Texte extrait:
● ● ●
INTRODUCTION : (Lise)
Michel et moi venons d’allumer le cierge qui illumine ce 3e dimanche
de l’Avent 2007. Comme vous, nous n’en sommes plus à notre
première préparation à la fête de Noël. Selon
notre âge, il y a 20, 40, 50, 60, 80 ans ou plus que nous attendons
la naissance d’un enfant… que la liturgie nous présentera
bientôt comme le Sauveur du monde… l’enfant de tous nos
désirs…
Mais en fait, sur quoi porte notre attente?
Le monde d’aujourd’hui nous offre tant de voies à suivre,
tant de propositions de sens, tant de messies!... Attendons-nous la bonne
chose ou devons-nous en attendre une autre? Comme cette petite fille d’une
publicité récente qui dit, avec un petit air désolé,
avoir reçu un chat alors qu’elle attendait un poney… et
qui, cette année, demande un petit frère… Qui nous dira
si nos attentes sont bien dirigées… et qui est le véritable
messie?
Depuis toutes ces années, qu’en communauté, nous revivons
ce temps de l’Avent, portons-nous toujours la même attente au
fond du cœur… est-elle encore et toujours celle que nous désirons
approfondir?… ou bien, préférons-nous une attente toujours
recommencée, une fascination nouvelle, une promesse inédite
qui animera la présente année?... Au cours de cette célébration,
chacune, chacun de nous est invité à se poser, en vérité,
la question suivante : sur quoi porte profondément l’attente
qui me tend vers Noël?
Inspirée par l’attente d’Isaïe, de Jean-Baptiste
et de Jésus lui-même, la liturgie d’aujourd’hui
nous propose de nourrir notre réflexion en puisant, à nouveau,
dans les extraordinaires réserves de sens que nous sommes loin d’avoir
fini d’explorer en christianisme. Et vous constaterez qu’en ce
dimanche, les textes sont particulièrement denses. Bonne célébration.
● ● ●
Extraits de données de pointage:
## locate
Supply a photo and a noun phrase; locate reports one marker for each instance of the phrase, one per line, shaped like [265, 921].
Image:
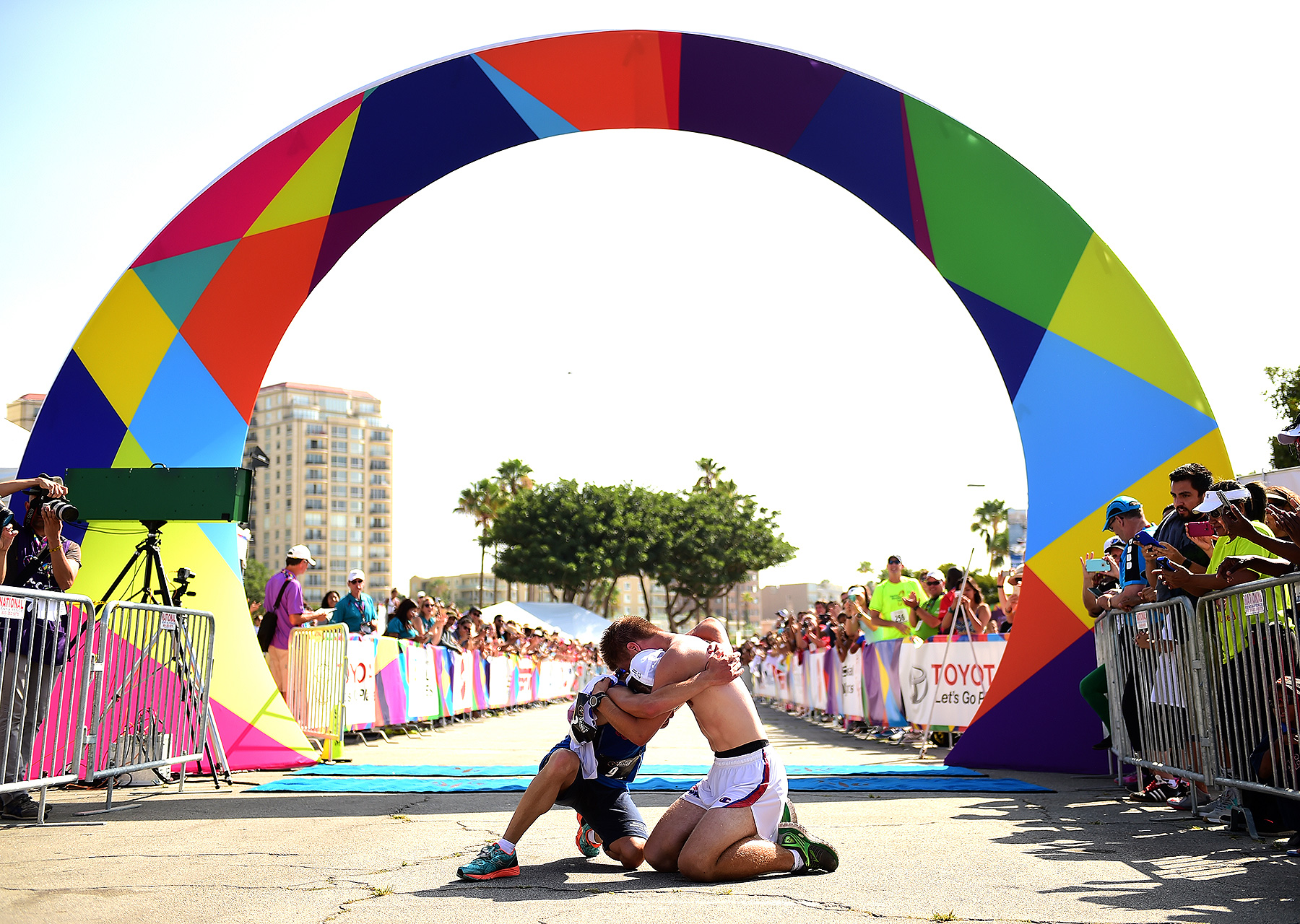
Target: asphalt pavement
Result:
[1079, 854]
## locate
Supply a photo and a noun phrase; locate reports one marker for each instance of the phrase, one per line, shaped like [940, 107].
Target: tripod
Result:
[150, 547]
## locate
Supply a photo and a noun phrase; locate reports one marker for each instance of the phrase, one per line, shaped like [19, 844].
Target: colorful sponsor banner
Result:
[394, 681]
[956, 689]
[888, 683]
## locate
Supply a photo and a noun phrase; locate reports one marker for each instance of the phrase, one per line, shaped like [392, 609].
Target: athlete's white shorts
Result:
[754, 780]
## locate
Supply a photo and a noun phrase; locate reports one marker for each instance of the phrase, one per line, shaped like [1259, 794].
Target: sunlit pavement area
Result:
[1079, 854]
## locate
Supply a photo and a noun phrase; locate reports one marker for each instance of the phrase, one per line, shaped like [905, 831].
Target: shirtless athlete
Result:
[729, 826]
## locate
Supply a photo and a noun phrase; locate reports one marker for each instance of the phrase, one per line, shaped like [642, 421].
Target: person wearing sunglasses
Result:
● ● ●
Tâches:
A. Réécrivez plus brièvement le paragraphe de l'introduction qui commence par « Inspirée par l'attente d'Isaïe », en conservant ses faits principaux.
B. Recopiez à l'identique le passage de l'introduction allant de « Inspirée par l’attente » jusqu'à « denses. Bonne célébration. ».
Ce matériel n'a aucun rapport avec l'introduction.

Corrigés:
A. Inspirée par l'attente d'Isaïe, de Jean-Baptiste et de Jésus lui-même, la liturgie du jour invite à nourrir la réflexion en puisant de nouveau dans les immenses réserves de sens du christianisme, qui sont loin d'être épuisées. Les textes de ce dimanche sont particulièrement denses. Bonne célébration.

B.
Inspirée par l’attente d’Isaïe, de Jean-Baptiste
et de Jésus lui-même, la liturgie d’aujourd’hui
nous propose de nourrir notre réflexion en puisant, à nouveau,
dans les extraordinaires réserves de sens que nous sommes loin d’avoir
fini d’explorer en christianisme. Et vous constaterez qu’en ce
dimanche, les textes sont particulièrement denses. Bonne célébration.